## What this task involves
Swap "threshold" for "cutoff" as you give the fuzzy matching thread again from "# taking the" up to and including "mat1.append(process.extract(i, list2, limit=2))".

## Quoted text
· · · · ·
I have two data frames, the first one has 200k records and the second one has 9k. I need to apply fuzzy matching for string matching in two columns. I dropped the duplicate values in both data frames, but still, there might be similar strings. Hence, I wrote the below code. I thought that I can manually go through the best-two-matches in the third column and see if it is a reasonable match or not. The issue is that the code has been running for the last 2 days and I do not know how to speed up this process. I would appreciate if you could share your opinion to improve the speed and performance.
Thanks. The mock data:
index | comp | var |
---|---|---|
0 | google inc-radio automation bu | apple |
1 | apple inc | |
2 | google inc | microsoft |
3 | applebee | google inc |
4 | microsoft | appplebee |
the code I wrote:
from fuzzywuzzy import fuzz
from fuzzywuzzy import process
import pandas
# empty lists for storing the
# matches later
mat1 = []
mat2 = []
list2=df['comp'].tolist()
list1= df['var'].tolist()
# taking the threshold as 90
threshold = 90
# iterating through list1 to extract
# it's closest match from list2
for i in list1:
mat1.append(process.extract(i, list2, limit=2))
df['matches'] = mat1
CodePudding user response:
There is a package rapidfuzz by @maxbachmann
pip install rapidfuzz
Sample usage:
from rapidfuzz import process, utils
df['matches'] = df['var'].apply(lambda x: process.extract(x, df['comp'], limit=2))
· · · · ·
## Recorded data
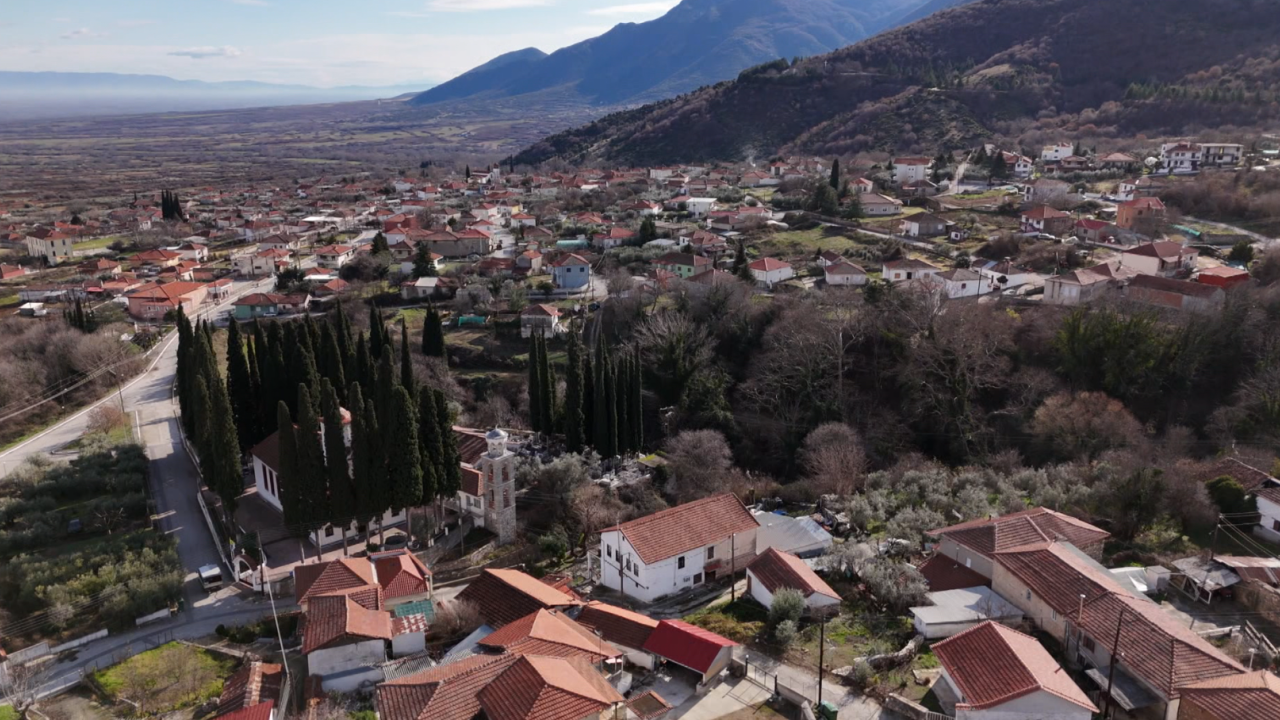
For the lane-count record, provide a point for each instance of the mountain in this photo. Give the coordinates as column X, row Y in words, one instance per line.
column 696, row 42
column 51, row 95
column 1022, row 68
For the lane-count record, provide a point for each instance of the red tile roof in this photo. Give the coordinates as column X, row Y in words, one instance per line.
column 506, row 596
column 260, row 711
column 446, row 692
column 549, row 633
column 1155, row 646
column 686, row 527
column 1038, row 524
column 686, row 645
column 946, row 574
column 777, row 570
column 252, row 684
column 333, row 619
column 992, row 665
column 547, row 688
column 1237, row 697
column 328, row 578
column 767, row 264
column 617, row 625
column 401, row 575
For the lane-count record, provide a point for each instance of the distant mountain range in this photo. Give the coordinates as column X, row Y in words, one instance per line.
column 55, row 95
column 695, row 44
column 1056, row 67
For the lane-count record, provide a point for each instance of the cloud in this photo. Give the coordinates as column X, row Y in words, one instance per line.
column 635, row 8
column 209, row 51
column 476, row 5
column 83, row 32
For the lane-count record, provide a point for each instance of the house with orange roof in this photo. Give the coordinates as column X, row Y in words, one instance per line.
column 677, row 548
column 154, row 301
column 993, row 673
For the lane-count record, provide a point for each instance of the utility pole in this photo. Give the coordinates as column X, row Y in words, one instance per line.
column 732, row 568
column 1111, row 669
column 822, row 655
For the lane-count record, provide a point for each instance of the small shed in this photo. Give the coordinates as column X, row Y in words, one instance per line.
column 955, row 611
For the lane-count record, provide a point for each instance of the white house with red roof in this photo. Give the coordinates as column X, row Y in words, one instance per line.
column 775, row 570
column 995, row 673
column 677, row 548
column 769, row 270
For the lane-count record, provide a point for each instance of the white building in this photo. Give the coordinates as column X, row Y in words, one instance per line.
column 910, row 169
column 772, row 572
column 700, row 206
column 266, row 481
column 677, row 548
column 1056, row 153
column 993, row 673
column 771, row 270
column 1269, row 507
column 845, row 273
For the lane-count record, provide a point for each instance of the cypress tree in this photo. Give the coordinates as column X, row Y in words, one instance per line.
column 602, row 436
column 330, row 361
column 429, row 445
column 376, row 333
column 311, row 466
column 433, row 335
column 288, row 479
column 574, row 395
column 451, row 469
column 588, row 399
column 405, row 472
column 364, row 364
column 535, row 387
column 383, row 387
column 378, row 479
column 407, row 379
column 240, row 387
column 362, row 456
column 223, row 446
column 621, row 395
column 342, row 493
column 636, row 404
column 547, row 388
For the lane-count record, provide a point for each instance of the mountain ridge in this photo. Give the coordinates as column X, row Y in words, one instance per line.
column 964, row 74
column 695, row 42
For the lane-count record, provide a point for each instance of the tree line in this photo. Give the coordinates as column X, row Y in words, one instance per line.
column 603, row 405
column 309, row 381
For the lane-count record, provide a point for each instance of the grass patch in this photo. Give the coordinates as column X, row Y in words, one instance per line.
column 741, row 620
column 167, row 678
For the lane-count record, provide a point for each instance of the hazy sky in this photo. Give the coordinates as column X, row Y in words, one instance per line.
column 323, row 42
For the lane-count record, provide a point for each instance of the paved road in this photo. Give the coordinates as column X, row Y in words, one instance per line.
column 174, row 486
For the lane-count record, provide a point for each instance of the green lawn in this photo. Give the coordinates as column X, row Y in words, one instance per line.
column 167, row 678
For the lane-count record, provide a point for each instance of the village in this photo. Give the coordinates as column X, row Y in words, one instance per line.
column 667, row 579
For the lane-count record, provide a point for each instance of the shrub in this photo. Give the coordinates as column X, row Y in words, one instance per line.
column 787, row 605
column 785, row 633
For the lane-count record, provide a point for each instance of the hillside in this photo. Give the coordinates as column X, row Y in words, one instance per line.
column 968, row 73
column 696, row 42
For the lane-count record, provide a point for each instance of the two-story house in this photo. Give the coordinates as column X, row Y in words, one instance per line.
column 677, row 548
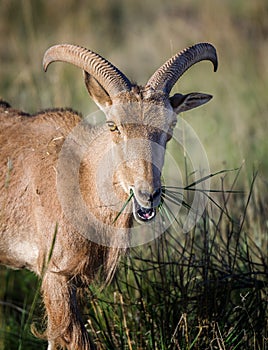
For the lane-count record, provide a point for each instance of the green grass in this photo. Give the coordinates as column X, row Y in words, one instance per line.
column 203, row 290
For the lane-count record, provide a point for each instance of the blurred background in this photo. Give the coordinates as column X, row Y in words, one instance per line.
column 138, row 36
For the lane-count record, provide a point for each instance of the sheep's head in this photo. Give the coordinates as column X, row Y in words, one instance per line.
column 140, row 120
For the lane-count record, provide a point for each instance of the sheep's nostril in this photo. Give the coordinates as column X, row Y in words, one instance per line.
column 152, row 198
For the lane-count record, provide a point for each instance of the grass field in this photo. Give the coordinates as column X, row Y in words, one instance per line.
column 207, row 289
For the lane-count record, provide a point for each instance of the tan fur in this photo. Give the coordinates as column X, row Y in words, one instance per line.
column 63, row 182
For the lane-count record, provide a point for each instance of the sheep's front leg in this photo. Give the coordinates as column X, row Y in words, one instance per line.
column 64, row 326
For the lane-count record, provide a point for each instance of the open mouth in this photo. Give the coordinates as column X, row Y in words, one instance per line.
column 141, row 213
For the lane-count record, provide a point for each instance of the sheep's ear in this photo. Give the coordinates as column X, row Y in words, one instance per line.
column 182, row 103
column 99, row 95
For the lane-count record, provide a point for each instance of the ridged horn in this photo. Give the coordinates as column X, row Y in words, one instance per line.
column 168, row 74
column 102, row 70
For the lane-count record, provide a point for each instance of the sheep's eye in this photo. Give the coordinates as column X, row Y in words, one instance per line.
column 112, row 126
column 173, row 124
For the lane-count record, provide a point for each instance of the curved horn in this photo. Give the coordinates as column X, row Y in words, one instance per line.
column 102, row 70
column 168, row 74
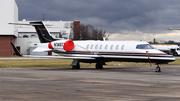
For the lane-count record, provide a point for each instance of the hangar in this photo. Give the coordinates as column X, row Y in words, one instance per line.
column 25, row 37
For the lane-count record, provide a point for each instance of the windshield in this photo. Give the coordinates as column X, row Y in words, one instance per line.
column 144, row 47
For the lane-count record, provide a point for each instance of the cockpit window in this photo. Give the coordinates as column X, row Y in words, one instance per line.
column 144, row 47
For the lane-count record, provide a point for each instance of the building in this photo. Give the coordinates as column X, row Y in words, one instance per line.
column 25, row 37
column 8, row 13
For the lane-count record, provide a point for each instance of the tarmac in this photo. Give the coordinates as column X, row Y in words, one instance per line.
column 122, row 83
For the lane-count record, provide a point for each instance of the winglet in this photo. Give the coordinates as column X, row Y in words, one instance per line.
column 16, row 50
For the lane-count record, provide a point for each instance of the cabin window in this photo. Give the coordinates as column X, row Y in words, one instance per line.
column 122, row 48
column 96, row 47
column 87, row 46
column 91, row 46
column 106, row 46
column 100, row 47
column 111, row 47
column 144, row 47
column 117, row 47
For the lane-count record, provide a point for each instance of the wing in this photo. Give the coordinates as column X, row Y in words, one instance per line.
column 60, row 57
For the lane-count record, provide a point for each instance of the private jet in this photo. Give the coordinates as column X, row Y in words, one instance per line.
column 99, row 52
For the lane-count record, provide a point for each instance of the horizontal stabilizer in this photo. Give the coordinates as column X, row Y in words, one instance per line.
column 41, row 49
column 61, row 57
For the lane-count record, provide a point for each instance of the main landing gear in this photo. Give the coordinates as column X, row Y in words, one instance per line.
column 99, row 65
column 158, row 69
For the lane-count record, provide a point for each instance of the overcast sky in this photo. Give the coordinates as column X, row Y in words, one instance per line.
column 122, row 19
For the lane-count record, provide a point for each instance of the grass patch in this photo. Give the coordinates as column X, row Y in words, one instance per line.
column 63, row 63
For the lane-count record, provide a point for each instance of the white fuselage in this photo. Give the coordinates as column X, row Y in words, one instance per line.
column 132, row 51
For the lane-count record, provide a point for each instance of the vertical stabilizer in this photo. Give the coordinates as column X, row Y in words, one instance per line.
column 43, row 34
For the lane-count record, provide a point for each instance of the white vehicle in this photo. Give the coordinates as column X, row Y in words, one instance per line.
column 99, row 52
column 168, row 48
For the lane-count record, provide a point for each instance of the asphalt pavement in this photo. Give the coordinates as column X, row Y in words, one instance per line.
column 123, row 83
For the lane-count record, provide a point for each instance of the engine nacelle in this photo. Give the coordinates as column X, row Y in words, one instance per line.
column 66, row 45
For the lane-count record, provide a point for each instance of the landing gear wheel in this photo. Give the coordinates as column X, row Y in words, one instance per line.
column 175, row 54
column 99, row 66
column 158, row 69
column 76, row 67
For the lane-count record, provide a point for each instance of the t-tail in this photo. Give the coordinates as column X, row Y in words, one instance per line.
column 43, row 34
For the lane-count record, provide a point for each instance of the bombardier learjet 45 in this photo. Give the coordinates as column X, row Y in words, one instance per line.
column 99, row 52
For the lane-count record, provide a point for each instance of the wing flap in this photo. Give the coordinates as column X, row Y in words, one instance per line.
column 41, row 49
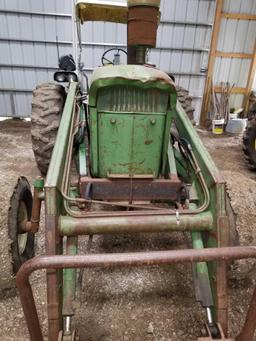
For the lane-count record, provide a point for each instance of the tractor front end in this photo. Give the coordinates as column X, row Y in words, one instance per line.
column 126, row 159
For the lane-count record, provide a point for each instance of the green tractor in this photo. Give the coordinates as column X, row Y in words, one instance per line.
column 118, row 156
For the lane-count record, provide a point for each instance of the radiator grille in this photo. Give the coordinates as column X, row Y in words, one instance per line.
column 128, row 99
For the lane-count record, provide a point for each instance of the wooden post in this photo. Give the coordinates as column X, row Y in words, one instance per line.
column 211, row 61
column 251, row 75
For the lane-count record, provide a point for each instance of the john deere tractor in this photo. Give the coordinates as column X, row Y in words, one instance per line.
column 119, row 156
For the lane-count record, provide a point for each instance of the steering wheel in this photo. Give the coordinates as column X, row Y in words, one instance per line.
column 104, row 59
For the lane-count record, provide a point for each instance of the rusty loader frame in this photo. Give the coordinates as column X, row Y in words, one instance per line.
column 62, row 219
column 142, row 155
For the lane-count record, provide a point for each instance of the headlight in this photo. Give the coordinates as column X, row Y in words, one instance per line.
column 72, row 77
column 65, row 77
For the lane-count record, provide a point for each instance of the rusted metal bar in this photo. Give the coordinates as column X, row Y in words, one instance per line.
column 125, row 259
column 248, row 330
column 120, row 189
column 36, row 209
column 69, row 226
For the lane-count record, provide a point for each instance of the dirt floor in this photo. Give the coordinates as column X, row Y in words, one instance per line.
column 139, row 303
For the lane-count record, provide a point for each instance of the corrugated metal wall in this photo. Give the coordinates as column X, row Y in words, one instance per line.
column 29, row 55
column 236, row 36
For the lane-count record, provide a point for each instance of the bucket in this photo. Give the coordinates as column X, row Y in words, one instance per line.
column 218, row 126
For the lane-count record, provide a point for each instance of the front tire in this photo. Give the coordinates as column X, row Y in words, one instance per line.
column 16, row 247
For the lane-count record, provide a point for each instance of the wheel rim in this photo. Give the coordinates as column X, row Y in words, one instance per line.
column 22, row 237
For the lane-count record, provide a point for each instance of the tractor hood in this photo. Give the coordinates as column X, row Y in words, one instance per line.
column 134, row 75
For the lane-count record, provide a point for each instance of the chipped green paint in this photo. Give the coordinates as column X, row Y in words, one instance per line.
column 130, row 119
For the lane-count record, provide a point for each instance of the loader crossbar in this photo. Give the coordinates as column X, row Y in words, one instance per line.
column 128, row 259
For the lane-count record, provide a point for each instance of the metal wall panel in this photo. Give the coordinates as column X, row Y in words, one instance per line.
column 29, row 54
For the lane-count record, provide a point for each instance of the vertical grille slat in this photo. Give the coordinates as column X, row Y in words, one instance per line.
column 132, row 99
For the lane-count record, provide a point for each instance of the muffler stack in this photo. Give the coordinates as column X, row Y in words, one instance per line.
column 143, row 19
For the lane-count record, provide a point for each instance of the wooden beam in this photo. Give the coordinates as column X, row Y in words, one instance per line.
column 251, row 75
column 234, row 55
column 211, row 61
column 235, row 90
column 240, row 16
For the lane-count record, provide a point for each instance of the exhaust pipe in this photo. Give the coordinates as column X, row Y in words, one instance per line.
column 143, row 19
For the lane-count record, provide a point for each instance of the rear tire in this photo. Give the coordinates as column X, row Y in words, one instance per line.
column 47, row 106
column 15, row 247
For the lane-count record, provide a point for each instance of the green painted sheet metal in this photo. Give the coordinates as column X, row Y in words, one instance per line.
column 69, row 280
column 130, row 119
column 130, row 144
column 135, row 75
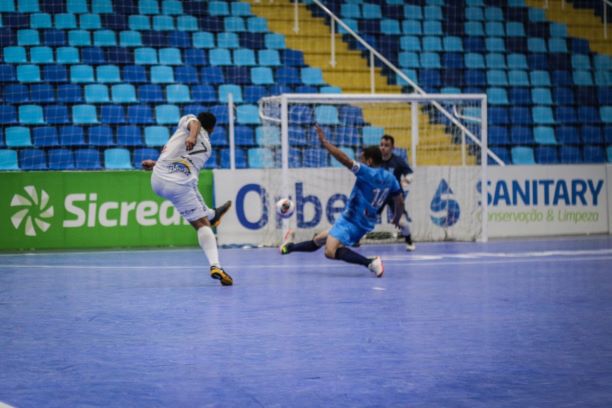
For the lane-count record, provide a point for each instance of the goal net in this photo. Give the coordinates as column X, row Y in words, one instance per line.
column 443, row 138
· · · · ·
## Exercise response
# taking the cutoff as 90
cutoff = 90
# iterating through list1 to extract
# it's closest match from list2
for i in list1:
mat1.append(process.extract(i, list2, limit=2))